--- START ---

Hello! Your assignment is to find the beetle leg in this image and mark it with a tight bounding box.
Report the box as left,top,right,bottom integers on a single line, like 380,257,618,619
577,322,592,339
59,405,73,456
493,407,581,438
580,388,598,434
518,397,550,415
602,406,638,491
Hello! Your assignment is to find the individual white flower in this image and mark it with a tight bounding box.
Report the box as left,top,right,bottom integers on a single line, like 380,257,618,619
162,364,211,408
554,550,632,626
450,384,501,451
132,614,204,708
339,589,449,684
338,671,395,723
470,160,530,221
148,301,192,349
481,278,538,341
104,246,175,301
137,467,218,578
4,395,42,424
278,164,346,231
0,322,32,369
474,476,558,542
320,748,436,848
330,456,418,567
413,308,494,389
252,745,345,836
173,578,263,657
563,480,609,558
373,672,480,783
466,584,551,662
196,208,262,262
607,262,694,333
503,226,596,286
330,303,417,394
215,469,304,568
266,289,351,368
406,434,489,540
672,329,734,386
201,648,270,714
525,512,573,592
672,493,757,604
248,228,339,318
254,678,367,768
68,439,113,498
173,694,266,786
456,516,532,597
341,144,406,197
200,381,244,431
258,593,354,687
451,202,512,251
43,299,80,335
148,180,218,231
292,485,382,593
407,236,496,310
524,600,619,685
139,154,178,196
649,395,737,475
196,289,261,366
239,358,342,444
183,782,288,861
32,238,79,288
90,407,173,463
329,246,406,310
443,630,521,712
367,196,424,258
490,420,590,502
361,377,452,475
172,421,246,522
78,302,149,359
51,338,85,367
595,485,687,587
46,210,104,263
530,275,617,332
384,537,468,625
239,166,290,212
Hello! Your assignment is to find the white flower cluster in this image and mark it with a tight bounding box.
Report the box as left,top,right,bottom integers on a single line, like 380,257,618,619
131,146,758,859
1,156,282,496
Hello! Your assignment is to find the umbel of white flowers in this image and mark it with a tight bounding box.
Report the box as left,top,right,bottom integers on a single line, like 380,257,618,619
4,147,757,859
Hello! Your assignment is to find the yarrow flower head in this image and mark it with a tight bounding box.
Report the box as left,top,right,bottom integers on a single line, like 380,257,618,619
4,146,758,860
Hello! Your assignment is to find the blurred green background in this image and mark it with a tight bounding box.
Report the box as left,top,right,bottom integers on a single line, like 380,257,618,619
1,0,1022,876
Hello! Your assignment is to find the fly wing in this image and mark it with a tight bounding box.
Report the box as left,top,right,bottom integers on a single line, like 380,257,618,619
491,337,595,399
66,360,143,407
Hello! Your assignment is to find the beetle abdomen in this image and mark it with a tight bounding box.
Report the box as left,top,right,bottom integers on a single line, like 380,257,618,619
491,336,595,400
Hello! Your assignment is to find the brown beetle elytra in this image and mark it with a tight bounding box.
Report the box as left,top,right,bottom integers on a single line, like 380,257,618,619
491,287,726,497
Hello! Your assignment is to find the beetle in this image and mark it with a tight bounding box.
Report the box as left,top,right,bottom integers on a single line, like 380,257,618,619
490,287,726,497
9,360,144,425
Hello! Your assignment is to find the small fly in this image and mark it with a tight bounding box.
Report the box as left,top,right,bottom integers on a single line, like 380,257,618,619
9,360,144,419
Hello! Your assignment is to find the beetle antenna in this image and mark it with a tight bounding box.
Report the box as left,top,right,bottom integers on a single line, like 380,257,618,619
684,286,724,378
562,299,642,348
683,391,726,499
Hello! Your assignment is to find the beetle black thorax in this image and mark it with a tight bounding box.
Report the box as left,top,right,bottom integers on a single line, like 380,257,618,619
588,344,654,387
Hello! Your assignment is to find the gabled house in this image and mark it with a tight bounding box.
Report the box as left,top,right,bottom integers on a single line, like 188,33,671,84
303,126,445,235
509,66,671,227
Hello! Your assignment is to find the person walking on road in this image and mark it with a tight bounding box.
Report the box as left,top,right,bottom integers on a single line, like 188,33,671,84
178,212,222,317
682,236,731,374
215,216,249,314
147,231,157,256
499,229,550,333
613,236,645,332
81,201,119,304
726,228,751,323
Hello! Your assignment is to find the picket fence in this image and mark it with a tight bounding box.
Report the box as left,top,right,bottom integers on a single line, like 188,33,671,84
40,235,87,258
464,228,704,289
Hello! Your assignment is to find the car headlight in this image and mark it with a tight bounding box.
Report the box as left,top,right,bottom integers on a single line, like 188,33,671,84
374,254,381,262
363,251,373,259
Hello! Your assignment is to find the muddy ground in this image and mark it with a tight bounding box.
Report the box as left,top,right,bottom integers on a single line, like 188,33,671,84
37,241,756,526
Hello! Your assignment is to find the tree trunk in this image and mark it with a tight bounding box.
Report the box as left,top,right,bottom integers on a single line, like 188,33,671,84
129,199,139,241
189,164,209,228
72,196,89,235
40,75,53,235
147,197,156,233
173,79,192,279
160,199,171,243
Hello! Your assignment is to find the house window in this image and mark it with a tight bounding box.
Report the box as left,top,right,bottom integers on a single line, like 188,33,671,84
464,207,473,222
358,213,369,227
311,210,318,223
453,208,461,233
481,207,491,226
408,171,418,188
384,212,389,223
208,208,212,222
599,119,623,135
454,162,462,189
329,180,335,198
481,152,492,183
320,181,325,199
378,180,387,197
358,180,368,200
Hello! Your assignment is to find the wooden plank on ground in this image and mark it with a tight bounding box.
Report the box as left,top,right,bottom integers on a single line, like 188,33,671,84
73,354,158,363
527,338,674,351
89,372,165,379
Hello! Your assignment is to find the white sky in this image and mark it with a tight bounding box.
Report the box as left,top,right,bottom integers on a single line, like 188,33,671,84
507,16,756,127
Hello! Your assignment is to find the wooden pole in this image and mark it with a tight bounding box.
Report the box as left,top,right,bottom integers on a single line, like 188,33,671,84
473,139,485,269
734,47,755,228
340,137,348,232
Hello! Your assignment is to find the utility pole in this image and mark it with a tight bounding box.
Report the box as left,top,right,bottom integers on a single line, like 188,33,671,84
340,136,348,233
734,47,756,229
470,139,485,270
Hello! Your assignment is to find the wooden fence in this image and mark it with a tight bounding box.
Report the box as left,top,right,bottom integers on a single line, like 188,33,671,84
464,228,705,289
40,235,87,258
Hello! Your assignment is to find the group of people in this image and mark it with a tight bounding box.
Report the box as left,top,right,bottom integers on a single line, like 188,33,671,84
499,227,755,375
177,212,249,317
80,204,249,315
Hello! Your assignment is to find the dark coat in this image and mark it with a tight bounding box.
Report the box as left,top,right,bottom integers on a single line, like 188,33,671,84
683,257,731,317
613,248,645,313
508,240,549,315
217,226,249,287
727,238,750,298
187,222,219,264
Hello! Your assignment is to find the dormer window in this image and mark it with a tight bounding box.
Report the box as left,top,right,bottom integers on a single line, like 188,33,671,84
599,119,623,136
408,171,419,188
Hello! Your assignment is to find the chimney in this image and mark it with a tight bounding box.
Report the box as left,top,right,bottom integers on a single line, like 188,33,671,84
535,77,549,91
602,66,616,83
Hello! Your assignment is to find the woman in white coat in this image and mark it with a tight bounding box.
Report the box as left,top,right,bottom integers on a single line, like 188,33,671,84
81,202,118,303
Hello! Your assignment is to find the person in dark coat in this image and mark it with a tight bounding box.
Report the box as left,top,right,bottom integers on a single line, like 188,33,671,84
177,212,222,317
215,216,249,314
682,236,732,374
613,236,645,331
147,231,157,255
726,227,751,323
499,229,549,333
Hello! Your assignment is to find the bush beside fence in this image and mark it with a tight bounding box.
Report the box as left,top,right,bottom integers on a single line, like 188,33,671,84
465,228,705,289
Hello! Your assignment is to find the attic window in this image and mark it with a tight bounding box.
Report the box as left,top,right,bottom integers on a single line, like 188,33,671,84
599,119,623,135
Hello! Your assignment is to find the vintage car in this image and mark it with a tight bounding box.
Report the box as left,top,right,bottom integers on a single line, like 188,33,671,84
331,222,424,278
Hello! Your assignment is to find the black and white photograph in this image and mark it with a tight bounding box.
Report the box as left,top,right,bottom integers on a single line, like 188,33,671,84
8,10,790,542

--- END ---

Which of the lines in the data hold the string "coat"? Report each of them by copying it.

OUTPUT
Hello! Your assignment is to find the dark coat in this image and mark it with a tight bounding box.
Hello! Your assignment is to find the woman in white coat in this image and mark it with a tight bounding box.
Hello! Your assignment is to find the person in dark coat in this image and mark it with a tight bounding box.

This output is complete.